start

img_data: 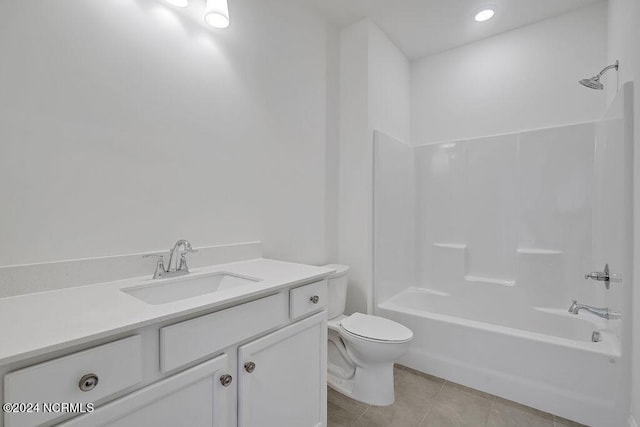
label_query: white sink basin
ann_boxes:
[121,273,260,305]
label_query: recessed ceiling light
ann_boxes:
[204,0,229,28]
[167,0,189,7]
[475,8,496,22]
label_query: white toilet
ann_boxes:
[325,264,413,406]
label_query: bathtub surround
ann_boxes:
[338,20,410,313]
[374,85,632,427]
[0,0,337,266]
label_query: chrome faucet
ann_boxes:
[143,239,198,279]
[569,300,620,320]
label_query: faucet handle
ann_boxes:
[142,253,164,259]
[178,248,198,273]
[142,254,167,279]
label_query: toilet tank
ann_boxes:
[323,264,349,319]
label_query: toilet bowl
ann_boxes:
[326,264,413,406]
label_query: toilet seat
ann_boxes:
[339,313,413,343]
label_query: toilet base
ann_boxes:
[327,363,395,406]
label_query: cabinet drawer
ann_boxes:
[60,354,233,427]
[4,335,142,427]
[160,294,288,372]
[289,280,327,320]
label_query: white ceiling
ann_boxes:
[300,0,599,60]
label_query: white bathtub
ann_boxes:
[377,288,624,427]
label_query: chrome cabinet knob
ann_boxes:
[220,374,233,387]
[78,374,98,391]
[244,362,256,373]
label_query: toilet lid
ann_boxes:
[340,313,413,341]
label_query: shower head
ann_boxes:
[580,76,604,90]
[580,61,620,90]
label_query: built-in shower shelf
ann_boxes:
[518,248,564,255]
[433,243,467,250]
[464,275,516,286]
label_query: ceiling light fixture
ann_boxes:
[474,8,496,22]
[166,0,189,7]
[204,0,229,28]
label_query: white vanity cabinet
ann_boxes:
[0,280,327,427]
[61,354,232,427]
[238,312,327,427]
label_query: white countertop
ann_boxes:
[0,258,333,366]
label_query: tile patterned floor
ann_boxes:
[327,365,581,427]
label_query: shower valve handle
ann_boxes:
[584,264,610,289]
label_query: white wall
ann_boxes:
[411,2,607,145]
[373,131,416,309]
[0,0,337,265]
[338,20,410,312]
[605,0,640,423]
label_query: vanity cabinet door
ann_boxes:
[238,311,327,427]
[62,355,230,427]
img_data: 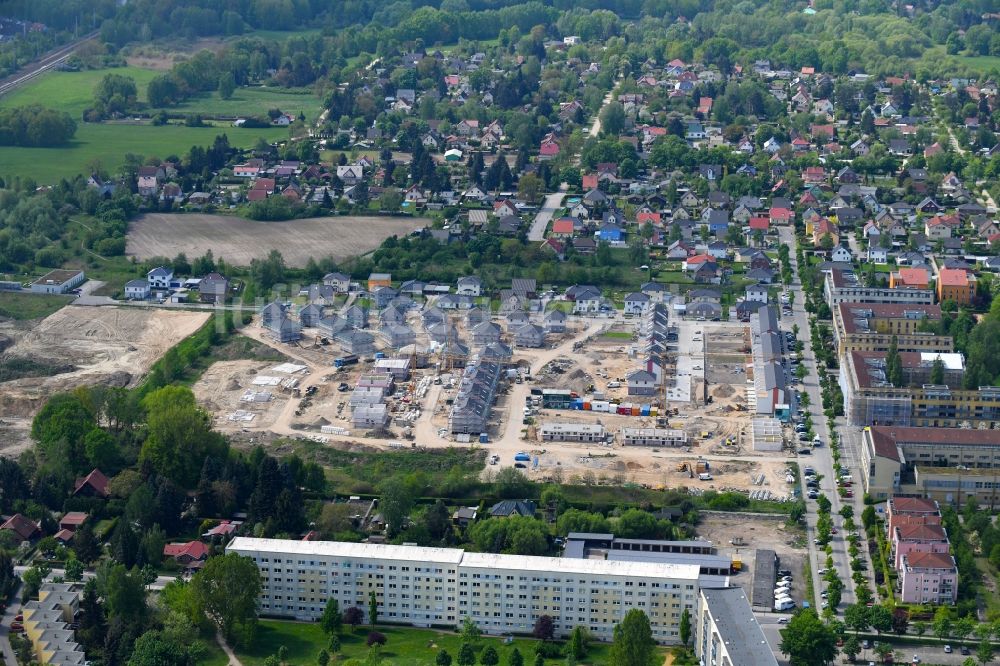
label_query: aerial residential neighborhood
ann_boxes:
[0,0,1000,666]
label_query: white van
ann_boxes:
[774,599,795,612]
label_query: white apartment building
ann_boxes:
[226,537,699,644]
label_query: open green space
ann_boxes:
[0,122,288,183]
[0,67,322,183]
[236,620,624,666]
[0,291,70,320]
[0,67,162,116]
[164,87,323,120]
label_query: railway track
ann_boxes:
[0,30,99,97]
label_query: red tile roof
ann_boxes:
[888,496,940,515]
[59,511,88,529]
[73,468,108,497]
[0,513,41,541]
[895,524,948,541]
[163,541,208,560]
[938,268,969,287]
[903,553,955,569]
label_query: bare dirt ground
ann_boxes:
[696,514,807,600]
[126,213,430,268]
[125,37,225,71]
[191,360,289,427]
[0,306,209,453]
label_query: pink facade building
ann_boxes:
[886,497,941,534]
[891,525,950,570]
[899,553,958,604]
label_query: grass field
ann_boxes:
[0,291,70,320]
[236,620,624,666]
[0,67,322,183]
[0,67,162,116]
[0,67,322,121]
[0,123,288,183]
[166,87,323,122]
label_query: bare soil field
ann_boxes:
[0,306,209,453]
[126,213,430,268]
[191,360,289,430]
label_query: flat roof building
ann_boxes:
[860,426,1000,504]
[31,269,87,294]
[542,423,605,442]
[622,428,687,446]
[823,268,934,310]
[226,537,699,644]
[833,303,954,356]
[694,587,778,666]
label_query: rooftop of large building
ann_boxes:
[837,303,941,333]
[226,537,699,580]
[702,587,778,666]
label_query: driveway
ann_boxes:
[528,192,566,243]
[0,585,21,666]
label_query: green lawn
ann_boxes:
[198,636,229,666]
[0,67,323,122]
[166,87,323,122]
[0,122,288,183]
[0,291,70,320]
[0,67,312,183]
[236,620,610,666]
[0,67,162,116]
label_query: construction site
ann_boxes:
[186,296,804,500]
[0,306,209,455]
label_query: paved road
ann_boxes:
[0,30,100,95]
[0,589,21,666]
[528,192,566,243]
[778,227,861,609]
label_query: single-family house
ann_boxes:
[513,324,545,348]
[125,278,149,301]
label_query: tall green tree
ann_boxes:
[780,609,837,666]
[319,597,344,634]
[608,608,656,666]
[680,608,691,645]
[191,553,261,642]
[368,590,378,627]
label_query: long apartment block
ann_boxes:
[833,303,954,356]
[823,268,934,309]
[226,537,699,644]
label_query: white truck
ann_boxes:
[774,597,795,612]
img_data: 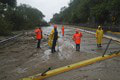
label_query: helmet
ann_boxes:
[98,25,101,28]
[54,25,57,28]
[76,29,79,33]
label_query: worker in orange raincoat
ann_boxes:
[35,27,42,48]
[73,29,82,51]
[51,25,58,53]
[96,26,103,47]
[61,26,64,36]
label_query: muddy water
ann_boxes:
[0,26,120,80]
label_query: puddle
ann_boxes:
[42,49,52,62]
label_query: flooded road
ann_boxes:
[0,26,120,80]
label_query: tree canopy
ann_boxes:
[51,0,120,25]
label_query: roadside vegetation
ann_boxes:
[51,0,120,31]
[0,0,48,35]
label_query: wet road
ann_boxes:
[0,26,120,80]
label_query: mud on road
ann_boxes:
[0,26,120,80]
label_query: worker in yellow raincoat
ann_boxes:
[96,26,103,47]
[48,29,54,48]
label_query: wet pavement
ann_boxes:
[0,26,120,80]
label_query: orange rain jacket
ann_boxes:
[73,32,82,44]
[35,28,42,39]
[61,26,64,36]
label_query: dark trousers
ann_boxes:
[37,39,41,48]
[76,44,80,51]
[51,40,57,53]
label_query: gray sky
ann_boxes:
[17,0,70,21]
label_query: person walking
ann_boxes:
[51,25,58,53]
[96,26,103,48]
[61,26,64,36]
[35,27,42,48]
[73,29,82,51]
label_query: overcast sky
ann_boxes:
[17,0,70,21]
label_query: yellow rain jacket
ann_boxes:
[48,29,54,47]
[96,29,103,44]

end

Directions for this task: Please reproduce all of the items above word for word, leaving the pictures out of your answer.

Result of the exercise:
img_data: 
label_query: white sink basin
ann_boxes:
[121,273,260,305]
label_query: recessed ceiling light
ann_boxes:
[204,0,229,28]
[167,0,189,7]
[475,8,496,22]
label_query: white toilet
ann_boxes:
[325,264,413,406]
label_query: bathtub surround
ann_boxes:
[338,20,410,313]
[374,85,632,427]
[0,0,337,266]
label_query: chrome faucet
ann_boxes:
[143,239,198,279]
[569,300,620,320]
label_query: faucet handle
ann_boxes:
[142,253,164,259]
[178,248,198,273]
[142,254,167,279]
label_query: toilet tank
ann_boxes:
[323,264,349,319]
label_query: toilet bowl
ann_boxes:
[326,264,413,406]
label_query: toilet seat
ann_boxes:
[339,313,413,343]
label_query: toilet base
ann_boxes:
[327,363,395,406]
label_query: cabinet drawer
ann_boxes:
[60,354,233,427]
[4,335,142,427]
[160,294,288,372]
[289,280,327,320]
label_query: white ceiling
ann_boxes:
[300,0,599,60]
label_query: white bathtub
ann_boxes:
[377,288,624,427]
label_query: chrome cabinet knob
ann_boxes:
[220,374,233,387]
[78,374,98,391]
[244,362,256,373]
label_query: toilet lid
ann_boxes:
[340,313,413,341]
label_query: shower head
ann_boxes:
[580,76,604,90]
[580,61,620,90]
label_query: built-in shower shelf
ann_boxes:
[518,248,564,255]
[433,243,467,250]
[464,275,516,286]
label_query: ceiling light fixture
ann_boxes:
[474,8,496,22]
[166,0,189,7]
[204,0,229,28]
label_query: white vanity cabinet
ann_boxes:
[0,280,327,427]
[61,354,232,427]
[238,312,327,427]
label_query: white countertop
ann_boxes:
[0,258,333,366]
label_query: tile patterned floor
ann_boxes:
[327,365,581,427]
label_query: shower valve handle
ann_boxes:
[584,264,610,289]
label_query: white wall
ann_boxes:
[411,2,607,145]
[373,131,416,309]
[0,0,337,265]
[338,20,410,312]
[605,0,640,423]
label_query: vanity cabinet door
ann_boxes:
[238,311,327,427]
[62,355,230,427]
img_data: 
label_query: aerial residential neighborhood
ann_boxes:
[0,0,1000,666]
label_query: white van
ann_boxes:
[774,599,795,612]
label_query: white apartment building
ann_boxes:
[226,537,699,644]
label_query: open green space
ann_boxes:
[0,122,288,183]
[0,67,322,183]
[236,620,624,666]
[0,291,70,320]
[0,67,162,116]
[164,87,323,120]
label_query: railway track
ann_boxes:
[0,30,99,97]
label_query: red tile roof
ann_boxes:
[888,496,940,515]
[59,511,88,529]
[73,468,108,497]
[0,513,41,541]
[895,524,948,541]
[163,541,208,560]
[938,268,969,287]
[903,553,955,569]
label_query: bare dirt ground
ann_boxes:
[696,514,807,600]
[126,213,430,268]
[125,37,225,71]
[191,360,289,427]
[0,306,209,453]
label_query: pink facade building
ann_boxes:
[886,497,941,534]
[891,525,950,570]
[899,553,958,604]
label_query: grass field
ann_boxes:
[0,291,70,320]
[236,620,624,666]
[0,67,322,183]
[0,67,162,116]
[0,67,322,121]
[0,123,288,183]
[166,87,323,122]
label_query: bare soil field
ann_boxes:
[0,306,209,453]
[126,213,430,268]
[191,360,289,430]
label_query: flat roof building
ann_boxes:
[860,426,1000,504]
[31,269,87,294]
[542,423,605,442]
[622,428,687,446]
[823,268,934,310]
[226,537,699,644]
[833,303,954,356]
[694,587,778,666]
label_query: rooftop of large building
ann_boxes:
[837,303,941,333]
[226,537,699,580]
[702,587,778,666]
label_query: driveway
ann_boxes:
[528,192,566,243]
[0,585,21,666]
label_query: green lawn
ann_boxes:
[198,636,229,666]
[0,67,323,122]
[166,87,323,122]
[0,122,288,183]
[0,291,70,320]
[0,67,312,183]
[236,620,610,666]
[0,67,162,116]
label_query: construction site
ann_boxes:
[186,296,804,500]
[0,306,209,455]
label_query: paved road
ann_boxes:
[0,30,100,95]
[0,589,21,666]
[528,192,566,243]
[778,227,861,609]
label_query: single-family house
ann_boxes:
[513,324,545,348]
[125,278,149,301]
label_query: tall green tree
ann_boxes:
[780,609,837,666]
[319,597,344,634]
[608,608,656,666]
[680,608,691,645]
[191,553,261,642]
[368,590,378,627]
label_query: long apartment block
ann_boxes:
[833,303,954,356]
[823,268,934,309]
[226,537,699,644]
label_query: white truck
ann_boxes:
[774,597,795,612]
img_data: 
label_query: helmet
ann_boxes:
[98,25,101,28]
[54,25,57,28]
[76,29,79,33]
label_query: worker in orange raincoat
ann_boxes:
[35,27,42,48]
[73,29,82,51]
[51,25,58,53]
[96,26,103,47]
[61,26,64,36]
label_query: muddy water
ann_boxes:
[0,26,120,80]
label_query: puddle
ann_boxes:
[42,49,52,62]
label_query: flooded road
ann_boxes:
[0,26,120,80]
label_query: tree canopy
ann_boxes:
[51,0,120,25]
label_query: roadside vegetation
ann_boxes:
[51,0,120,31]
[0,0,48,35]
label_query: wet road
ann_boxes:
[0,26,120,80]
label_query: mud on road
ann_boxes:
[0,26,120,80]
label_query: worker in yellow raincoat
ann_boxes:
[96,26,103,47]
[48,29,54,48]
label_query: wet pavement
ann_boxes:
[0,26,120,80]
label_query: orange rain jacket
ann_boxes:
[73,32,82,44]
[35,28,42,39]
[61,26,64,36]
label_query: dark trousers
ann_boxes:
[37,39,41,48]
[76,44,80,51]
[51,40,57,53]
label_query: gray sky
ann_boxes:
[17,0,70,21]
label_query: person walking
ann_boxes:
[51,25,58,53]
[96,26,103,48]
[61,26,64,36]
[35,27,42,48]
[73,29,82,51]
label_query: overcast sky
ann_boxes:
[17,0,70,21]
label_query: yellow rain jacket
ann_boxes:
[48,29,54,47]
[96,29,103,44]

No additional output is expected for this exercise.